§ GOAL: Repeat exactly, and only, the lines from the one containing "Point out the black pants, one" through the end of the records.
** Start **
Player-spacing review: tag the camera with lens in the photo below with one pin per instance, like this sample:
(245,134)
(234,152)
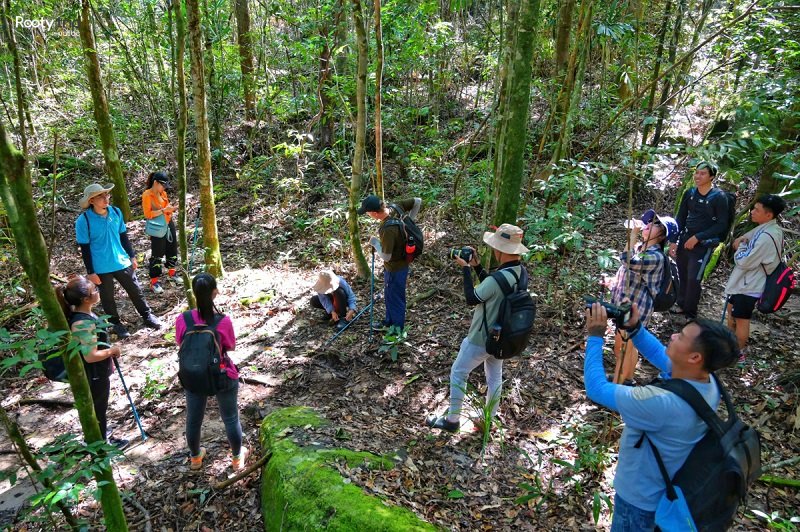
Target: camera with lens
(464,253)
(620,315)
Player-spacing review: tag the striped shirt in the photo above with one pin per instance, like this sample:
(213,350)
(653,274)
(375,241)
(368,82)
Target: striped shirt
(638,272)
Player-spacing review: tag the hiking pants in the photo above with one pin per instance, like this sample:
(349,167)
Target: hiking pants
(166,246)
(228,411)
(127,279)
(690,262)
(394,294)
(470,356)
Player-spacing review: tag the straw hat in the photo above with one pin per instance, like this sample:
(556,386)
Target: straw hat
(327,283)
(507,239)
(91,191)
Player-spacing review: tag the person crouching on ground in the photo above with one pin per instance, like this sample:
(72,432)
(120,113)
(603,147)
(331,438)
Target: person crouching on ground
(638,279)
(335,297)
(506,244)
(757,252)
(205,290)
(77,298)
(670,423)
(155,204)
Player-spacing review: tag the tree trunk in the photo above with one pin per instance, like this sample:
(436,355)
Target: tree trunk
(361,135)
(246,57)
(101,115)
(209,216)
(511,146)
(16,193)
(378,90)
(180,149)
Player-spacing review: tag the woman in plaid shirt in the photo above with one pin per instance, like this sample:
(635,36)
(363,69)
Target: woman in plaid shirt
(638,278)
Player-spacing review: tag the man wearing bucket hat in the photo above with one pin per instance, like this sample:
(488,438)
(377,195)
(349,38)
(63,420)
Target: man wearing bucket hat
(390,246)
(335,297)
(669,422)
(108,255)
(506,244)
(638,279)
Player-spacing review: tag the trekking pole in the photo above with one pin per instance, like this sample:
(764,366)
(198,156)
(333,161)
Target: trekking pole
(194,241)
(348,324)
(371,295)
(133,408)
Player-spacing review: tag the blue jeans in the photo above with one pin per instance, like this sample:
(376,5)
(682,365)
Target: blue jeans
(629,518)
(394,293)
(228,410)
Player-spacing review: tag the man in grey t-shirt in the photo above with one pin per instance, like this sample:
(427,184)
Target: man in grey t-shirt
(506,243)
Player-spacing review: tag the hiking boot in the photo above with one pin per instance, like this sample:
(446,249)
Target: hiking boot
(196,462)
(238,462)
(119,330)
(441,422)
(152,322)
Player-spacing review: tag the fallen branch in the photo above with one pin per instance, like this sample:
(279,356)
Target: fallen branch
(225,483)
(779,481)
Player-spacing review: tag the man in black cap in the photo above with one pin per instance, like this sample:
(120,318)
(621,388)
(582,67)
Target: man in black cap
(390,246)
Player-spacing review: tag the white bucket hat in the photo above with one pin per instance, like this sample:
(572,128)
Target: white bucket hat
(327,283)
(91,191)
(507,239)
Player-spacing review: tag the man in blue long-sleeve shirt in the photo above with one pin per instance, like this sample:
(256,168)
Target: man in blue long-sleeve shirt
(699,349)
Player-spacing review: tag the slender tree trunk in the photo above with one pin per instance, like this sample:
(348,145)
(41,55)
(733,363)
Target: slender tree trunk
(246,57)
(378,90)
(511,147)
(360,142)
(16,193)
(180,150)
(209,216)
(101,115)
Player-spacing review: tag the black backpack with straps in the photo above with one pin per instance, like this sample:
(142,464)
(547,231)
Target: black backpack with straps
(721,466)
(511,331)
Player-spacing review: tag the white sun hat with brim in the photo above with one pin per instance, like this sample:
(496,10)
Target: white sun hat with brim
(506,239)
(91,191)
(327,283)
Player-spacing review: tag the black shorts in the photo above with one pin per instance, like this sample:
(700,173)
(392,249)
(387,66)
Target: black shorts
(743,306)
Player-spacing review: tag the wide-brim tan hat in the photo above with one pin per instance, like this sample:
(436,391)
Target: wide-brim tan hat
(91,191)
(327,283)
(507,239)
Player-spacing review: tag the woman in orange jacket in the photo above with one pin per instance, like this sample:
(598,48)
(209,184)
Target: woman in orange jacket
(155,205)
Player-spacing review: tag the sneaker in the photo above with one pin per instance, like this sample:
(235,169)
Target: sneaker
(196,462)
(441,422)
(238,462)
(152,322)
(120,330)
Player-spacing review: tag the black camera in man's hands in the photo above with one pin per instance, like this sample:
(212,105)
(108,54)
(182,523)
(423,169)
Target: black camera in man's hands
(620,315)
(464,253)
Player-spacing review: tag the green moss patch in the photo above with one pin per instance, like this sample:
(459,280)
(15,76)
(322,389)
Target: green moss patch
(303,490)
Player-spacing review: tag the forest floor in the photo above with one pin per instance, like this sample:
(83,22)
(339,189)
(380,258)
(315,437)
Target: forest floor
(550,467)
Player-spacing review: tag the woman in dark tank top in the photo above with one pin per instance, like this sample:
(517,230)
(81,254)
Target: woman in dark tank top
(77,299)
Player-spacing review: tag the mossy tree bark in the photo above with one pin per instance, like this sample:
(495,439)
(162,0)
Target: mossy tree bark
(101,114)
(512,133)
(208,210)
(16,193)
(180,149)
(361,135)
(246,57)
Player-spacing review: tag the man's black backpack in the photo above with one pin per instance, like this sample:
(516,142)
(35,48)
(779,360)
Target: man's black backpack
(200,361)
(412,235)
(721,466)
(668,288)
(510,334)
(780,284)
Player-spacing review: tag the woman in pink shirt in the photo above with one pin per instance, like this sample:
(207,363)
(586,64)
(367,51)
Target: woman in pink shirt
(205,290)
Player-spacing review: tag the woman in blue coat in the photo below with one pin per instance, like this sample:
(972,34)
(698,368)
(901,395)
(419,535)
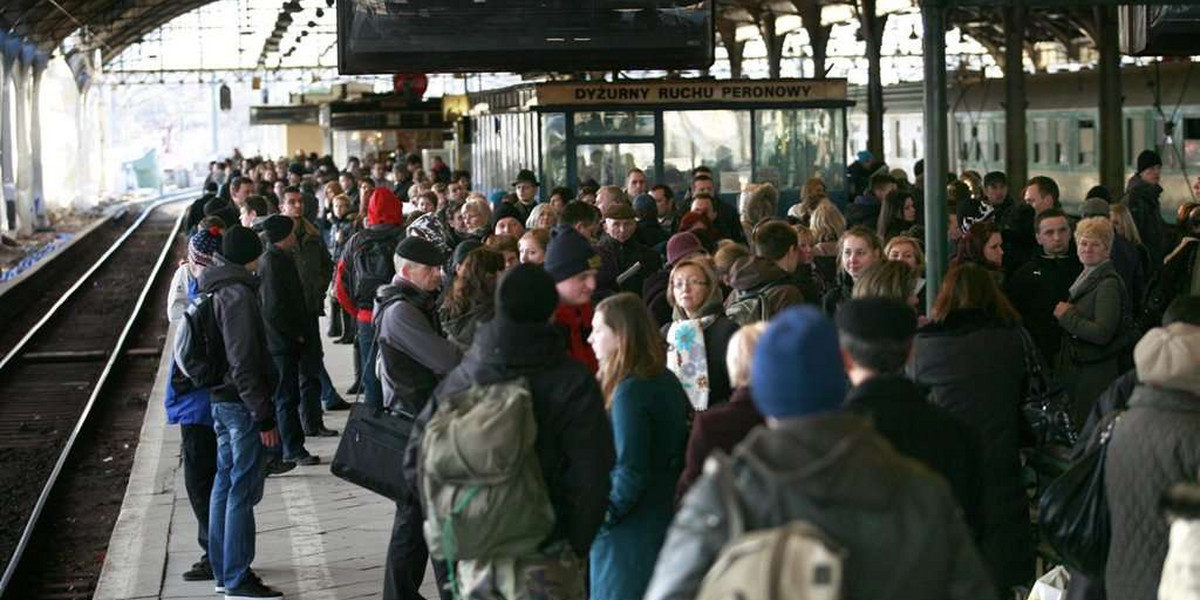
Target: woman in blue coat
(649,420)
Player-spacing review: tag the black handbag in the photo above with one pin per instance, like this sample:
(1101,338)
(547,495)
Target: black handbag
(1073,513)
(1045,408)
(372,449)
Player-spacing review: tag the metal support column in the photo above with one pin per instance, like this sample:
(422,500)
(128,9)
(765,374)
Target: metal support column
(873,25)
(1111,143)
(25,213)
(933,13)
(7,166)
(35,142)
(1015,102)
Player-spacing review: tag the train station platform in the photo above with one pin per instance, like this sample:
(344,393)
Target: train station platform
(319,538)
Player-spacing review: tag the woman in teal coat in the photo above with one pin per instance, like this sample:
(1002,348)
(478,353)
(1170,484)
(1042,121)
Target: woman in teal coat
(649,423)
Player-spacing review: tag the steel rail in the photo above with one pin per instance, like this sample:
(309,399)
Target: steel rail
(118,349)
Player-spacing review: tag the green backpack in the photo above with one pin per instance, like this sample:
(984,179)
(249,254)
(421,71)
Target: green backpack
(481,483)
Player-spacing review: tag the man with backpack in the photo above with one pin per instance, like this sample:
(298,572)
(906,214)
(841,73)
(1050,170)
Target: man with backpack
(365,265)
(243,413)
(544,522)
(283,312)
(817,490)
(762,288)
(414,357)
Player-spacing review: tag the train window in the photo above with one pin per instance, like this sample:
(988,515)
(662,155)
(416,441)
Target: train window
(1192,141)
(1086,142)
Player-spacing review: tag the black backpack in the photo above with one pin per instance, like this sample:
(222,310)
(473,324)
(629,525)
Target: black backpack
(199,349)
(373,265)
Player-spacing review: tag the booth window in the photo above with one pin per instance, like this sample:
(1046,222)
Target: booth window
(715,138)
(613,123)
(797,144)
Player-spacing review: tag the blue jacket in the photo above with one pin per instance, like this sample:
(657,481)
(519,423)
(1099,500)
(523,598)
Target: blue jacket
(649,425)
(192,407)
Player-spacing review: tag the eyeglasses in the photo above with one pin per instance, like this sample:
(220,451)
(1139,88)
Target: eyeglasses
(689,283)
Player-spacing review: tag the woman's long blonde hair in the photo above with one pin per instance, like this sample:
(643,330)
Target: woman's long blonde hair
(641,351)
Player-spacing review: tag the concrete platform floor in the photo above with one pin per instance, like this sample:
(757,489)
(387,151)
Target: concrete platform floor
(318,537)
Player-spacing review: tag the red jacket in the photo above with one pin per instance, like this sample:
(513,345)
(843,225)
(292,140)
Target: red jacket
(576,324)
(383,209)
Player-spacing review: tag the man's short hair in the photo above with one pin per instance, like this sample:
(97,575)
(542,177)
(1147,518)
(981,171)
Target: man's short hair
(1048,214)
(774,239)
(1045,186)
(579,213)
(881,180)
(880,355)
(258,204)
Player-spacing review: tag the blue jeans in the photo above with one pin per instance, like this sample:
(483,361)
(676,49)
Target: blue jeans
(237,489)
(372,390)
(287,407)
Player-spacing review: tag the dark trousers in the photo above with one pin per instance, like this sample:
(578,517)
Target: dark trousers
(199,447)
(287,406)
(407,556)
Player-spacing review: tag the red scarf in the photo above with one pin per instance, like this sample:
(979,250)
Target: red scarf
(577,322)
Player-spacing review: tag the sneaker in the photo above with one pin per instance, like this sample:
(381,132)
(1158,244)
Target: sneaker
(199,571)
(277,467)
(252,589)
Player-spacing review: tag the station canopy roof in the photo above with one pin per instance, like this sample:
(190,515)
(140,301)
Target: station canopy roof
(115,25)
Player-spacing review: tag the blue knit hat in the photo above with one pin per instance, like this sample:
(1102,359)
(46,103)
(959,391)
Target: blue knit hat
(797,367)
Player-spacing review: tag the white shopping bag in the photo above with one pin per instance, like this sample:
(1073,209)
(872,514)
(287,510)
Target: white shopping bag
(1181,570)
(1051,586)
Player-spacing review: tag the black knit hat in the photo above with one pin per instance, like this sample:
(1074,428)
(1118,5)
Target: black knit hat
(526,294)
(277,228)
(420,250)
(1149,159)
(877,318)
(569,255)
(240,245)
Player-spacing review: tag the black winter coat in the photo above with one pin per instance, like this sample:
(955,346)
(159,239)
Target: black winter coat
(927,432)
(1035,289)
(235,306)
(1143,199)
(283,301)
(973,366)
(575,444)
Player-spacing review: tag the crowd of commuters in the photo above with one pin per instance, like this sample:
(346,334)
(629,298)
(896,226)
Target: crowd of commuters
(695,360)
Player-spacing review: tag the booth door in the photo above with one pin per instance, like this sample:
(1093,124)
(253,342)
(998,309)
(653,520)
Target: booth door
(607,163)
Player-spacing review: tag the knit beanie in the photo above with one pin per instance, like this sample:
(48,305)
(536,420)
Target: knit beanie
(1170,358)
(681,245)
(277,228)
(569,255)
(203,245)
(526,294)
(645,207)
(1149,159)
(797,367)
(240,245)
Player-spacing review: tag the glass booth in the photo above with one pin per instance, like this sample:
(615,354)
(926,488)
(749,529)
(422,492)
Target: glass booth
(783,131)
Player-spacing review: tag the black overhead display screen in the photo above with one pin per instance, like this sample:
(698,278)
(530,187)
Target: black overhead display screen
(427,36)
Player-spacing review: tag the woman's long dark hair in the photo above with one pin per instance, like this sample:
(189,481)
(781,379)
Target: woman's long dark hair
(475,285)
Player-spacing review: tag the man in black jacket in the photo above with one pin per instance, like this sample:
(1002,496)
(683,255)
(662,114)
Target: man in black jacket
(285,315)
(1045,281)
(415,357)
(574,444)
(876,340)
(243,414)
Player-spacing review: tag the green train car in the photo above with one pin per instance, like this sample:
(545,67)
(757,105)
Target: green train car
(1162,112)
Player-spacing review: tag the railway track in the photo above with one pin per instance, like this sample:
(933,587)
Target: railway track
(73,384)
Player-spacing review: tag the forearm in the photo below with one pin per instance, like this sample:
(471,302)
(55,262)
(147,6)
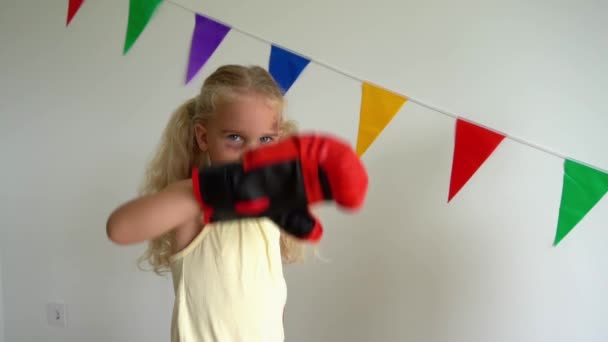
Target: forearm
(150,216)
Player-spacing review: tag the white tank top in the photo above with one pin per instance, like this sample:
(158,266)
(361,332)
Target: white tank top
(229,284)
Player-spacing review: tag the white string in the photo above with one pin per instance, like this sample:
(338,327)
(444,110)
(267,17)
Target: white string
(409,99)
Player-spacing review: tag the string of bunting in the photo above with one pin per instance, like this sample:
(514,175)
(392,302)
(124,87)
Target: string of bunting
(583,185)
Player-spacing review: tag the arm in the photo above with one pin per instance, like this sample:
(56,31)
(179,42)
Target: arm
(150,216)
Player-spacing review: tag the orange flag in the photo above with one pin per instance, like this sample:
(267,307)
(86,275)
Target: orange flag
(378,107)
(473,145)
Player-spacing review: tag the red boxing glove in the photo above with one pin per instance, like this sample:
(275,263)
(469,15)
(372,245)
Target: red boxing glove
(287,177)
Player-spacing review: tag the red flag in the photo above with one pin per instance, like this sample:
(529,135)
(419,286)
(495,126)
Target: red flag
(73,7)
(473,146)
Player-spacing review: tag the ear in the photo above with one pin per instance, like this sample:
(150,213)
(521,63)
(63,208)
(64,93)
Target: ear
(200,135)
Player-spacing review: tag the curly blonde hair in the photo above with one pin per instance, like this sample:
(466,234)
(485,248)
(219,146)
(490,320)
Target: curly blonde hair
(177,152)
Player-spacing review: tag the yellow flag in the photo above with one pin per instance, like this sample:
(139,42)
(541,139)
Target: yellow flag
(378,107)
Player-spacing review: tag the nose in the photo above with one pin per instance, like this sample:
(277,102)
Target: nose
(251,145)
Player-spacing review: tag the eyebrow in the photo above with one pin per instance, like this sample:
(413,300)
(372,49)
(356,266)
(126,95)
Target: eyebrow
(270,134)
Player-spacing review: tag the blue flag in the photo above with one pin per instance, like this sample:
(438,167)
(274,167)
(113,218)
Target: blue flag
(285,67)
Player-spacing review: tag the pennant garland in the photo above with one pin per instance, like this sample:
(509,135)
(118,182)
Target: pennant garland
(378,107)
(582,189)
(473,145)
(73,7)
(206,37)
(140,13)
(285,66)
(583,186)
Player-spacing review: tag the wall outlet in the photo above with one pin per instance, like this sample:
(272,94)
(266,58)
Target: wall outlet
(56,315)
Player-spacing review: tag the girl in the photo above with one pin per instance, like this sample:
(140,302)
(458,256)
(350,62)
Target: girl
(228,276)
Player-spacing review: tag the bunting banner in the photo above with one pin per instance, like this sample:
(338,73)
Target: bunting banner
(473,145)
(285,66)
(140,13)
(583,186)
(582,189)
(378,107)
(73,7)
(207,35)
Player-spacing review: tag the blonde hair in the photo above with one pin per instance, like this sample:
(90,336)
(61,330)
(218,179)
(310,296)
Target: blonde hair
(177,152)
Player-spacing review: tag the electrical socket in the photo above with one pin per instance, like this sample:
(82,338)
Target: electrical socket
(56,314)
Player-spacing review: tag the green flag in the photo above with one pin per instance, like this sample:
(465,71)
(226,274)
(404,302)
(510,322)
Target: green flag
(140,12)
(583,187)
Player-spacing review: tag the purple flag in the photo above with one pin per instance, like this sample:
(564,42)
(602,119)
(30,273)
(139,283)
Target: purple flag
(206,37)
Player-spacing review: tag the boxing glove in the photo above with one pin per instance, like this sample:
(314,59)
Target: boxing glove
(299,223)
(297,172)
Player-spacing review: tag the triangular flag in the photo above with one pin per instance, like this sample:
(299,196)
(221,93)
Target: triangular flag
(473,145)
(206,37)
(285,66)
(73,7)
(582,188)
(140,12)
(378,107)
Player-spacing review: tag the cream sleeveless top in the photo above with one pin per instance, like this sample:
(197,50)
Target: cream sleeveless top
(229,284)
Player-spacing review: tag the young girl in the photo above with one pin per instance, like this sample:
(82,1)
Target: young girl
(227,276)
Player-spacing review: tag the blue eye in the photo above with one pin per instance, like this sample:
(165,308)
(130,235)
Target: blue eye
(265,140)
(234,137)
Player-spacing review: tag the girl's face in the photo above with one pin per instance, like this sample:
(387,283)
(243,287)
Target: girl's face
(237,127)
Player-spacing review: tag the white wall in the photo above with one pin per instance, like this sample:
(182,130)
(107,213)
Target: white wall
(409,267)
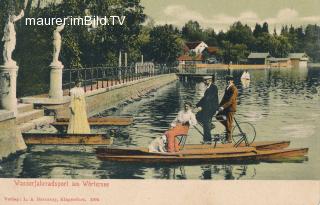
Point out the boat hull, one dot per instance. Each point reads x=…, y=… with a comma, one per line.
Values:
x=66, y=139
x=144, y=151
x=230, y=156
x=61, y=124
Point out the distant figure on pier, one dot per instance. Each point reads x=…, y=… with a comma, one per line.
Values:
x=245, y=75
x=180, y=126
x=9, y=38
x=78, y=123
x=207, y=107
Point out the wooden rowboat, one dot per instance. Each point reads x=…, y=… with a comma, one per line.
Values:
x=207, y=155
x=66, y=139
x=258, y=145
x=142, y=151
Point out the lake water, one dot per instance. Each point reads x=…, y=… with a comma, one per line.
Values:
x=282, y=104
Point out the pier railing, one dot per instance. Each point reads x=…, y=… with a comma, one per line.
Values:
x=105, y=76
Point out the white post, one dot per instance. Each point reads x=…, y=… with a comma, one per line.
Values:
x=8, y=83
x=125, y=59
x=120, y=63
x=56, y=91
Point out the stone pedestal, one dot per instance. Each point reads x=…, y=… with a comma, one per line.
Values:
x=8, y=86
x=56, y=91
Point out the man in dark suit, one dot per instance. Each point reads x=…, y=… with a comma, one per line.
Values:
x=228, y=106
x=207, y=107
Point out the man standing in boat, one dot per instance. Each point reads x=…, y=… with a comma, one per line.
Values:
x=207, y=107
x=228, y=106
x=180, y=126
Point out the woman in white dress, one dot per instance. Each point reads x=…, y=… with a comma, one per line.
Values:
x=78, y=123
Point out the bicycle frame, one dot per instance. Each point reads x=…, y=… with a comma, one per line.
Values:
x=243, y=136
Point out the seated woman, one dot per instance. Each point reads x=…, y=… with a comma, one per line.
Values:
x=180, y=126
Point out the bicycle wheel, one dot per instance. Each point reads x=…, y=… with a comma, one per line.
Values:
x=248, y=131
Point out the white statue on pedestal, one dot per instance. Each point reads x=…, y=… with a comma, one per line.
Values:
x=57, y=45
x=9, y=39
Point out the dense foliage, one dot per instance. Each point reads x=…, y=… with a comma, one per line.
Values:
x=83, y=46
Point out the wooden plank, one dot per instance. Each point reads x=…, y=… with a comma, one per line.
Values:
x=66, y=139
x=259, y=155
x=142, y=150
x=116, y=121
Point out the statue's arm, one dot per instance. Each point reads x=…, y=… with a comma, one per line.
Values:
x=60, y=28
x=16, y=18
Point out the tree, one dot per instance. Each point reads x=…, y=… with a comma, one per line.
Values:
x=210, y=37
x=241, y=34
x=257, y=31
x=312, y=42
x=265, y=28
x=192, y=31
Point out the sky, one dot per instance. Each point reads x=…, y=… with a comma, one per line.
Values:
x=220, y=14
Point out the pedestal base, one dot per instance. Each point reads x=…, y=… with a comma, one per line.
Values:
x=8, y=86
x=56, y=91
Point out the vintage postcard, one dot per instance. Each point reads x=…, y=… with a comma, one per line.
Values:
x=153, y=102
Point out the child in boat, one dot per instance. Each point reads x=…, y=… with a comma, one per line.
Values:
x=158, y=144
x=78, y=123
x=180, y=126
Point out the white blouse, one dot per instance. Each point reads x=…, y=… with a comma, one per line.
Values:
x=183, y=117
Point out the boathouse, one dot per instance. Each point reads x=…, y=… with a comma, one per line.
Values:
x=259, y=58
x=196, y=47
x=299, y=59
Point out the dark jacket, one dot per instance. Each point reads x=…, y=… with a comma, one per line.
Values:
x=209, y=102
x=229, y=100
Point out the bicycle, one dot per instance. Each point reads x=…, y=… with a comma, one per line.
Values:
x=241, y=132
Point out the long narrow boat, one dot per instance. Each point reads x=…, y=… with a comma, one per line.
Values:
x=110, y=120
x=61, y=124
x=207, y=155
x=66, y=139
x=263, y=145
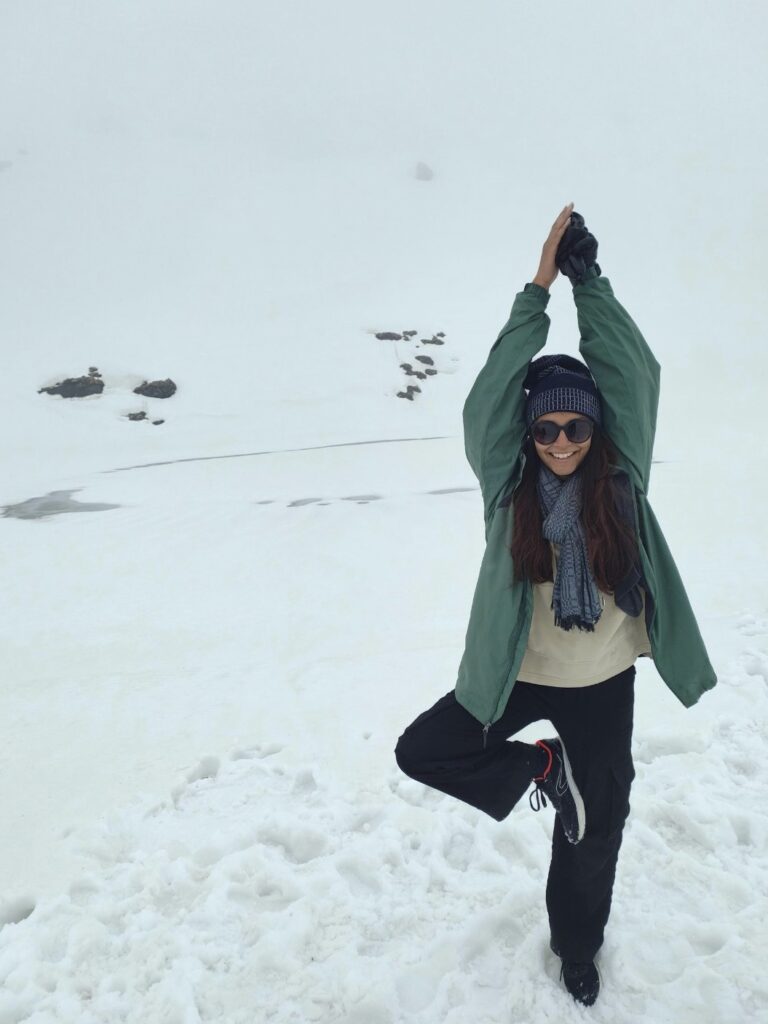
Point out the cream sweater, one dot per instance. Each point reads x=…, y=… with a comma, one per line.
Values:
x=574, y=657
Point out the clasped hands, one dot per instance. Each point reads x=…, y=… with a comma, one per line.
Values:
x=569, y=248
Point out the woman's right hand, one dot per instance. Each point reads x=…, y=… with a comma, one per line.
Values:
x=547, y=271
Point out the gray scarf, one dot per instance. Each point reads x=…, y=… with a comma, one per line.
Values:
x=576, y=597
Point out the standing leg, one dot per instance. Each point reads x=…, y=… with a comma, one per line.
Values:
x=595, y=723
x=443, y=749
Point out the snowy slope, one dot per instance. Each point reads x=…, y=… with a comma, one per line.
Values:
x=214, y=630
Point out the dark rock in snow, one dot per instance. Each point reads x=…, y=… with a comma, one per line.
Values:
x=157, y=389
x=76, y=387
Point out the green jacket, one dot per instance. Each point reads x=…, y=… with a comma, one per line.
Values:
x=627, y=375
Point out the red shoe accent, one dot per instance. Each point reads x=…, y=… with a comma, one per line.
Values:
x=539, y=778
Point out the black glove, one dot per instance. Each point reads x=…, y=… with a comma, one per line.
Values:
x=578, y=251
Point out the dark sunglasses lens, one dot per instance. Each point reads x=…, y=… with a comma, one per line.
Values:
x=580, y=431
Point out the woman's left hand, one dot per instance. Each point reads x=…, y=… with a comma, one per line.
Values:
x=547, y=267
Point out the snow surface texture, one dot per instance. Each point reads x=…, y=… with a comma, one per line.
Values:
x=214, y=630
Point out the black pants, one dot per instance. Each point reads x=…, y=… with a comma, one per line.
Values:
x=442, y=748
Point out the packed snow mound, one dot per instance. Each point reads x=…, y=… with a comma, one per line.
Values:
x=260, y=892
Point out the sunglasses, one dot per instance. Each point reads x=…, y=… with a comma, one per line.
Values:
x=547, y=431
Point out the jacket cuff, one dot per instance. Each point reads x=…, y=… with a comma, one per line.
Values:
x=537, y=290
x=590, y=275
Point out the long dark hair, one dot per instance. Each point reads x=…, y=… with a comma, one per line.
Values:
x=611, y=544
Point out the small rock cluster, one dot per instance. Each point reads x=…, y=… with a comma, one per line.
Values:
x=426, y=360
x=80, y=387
** End **
§ RESULT OF THE EXERCISE:
Point out the black pants, one dot per instance. Each point reads x=…, y=… with a comma, one per line.
Values:
x=442, y=748
Point out the packed snow mound, one dot per instance. Each point reads x=…, y=… with a comma, one per line.
Values:
x=260, y=892
Point out the sunglasses, one dot per instance. Each point reads x=…, y=… with a comma, one per line.
Values:
x=547, y=431
Point out the jacket cuff, one dot per instance. Each point reads x=…, y=… with a comma, one per line.
Values:
x=537, y=290
x=590, y=275
Point out the long dark hair, one dot per instance. Each point reads x=…, y=… with a comma, one per line.
Values:
x=611, y=544
Point out the small rock cluster, one dot per instance. Each point reads x=…, y=… with a comma, one per line.
Values:
x=426, y=360
x=80, y=387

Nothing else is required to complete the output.